- **EXERCISE AIM**
Reproduce the entries that follow exactly, dropping each image.

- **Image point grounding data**
-*-*-

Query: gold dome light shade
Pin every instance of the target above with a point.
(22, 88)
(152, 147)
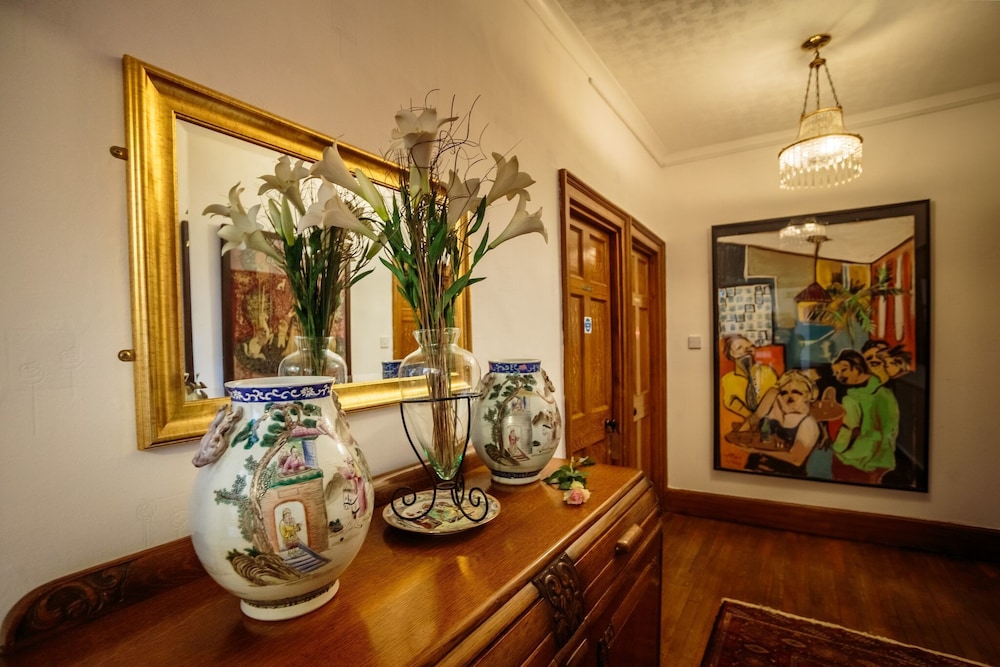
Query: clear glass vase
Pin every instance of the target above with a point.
(439, 384)
(439, 368)
(313, 356)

-*-*-

- **OUTPUT**
Query: gold dome light shade
Pin every instance of the target above with a point.
(22, 88)
(152, 147)
Query: clear glass vase
Pin every instance of the target above with a point.
(439, 384)
(439, 368)
(313, 356)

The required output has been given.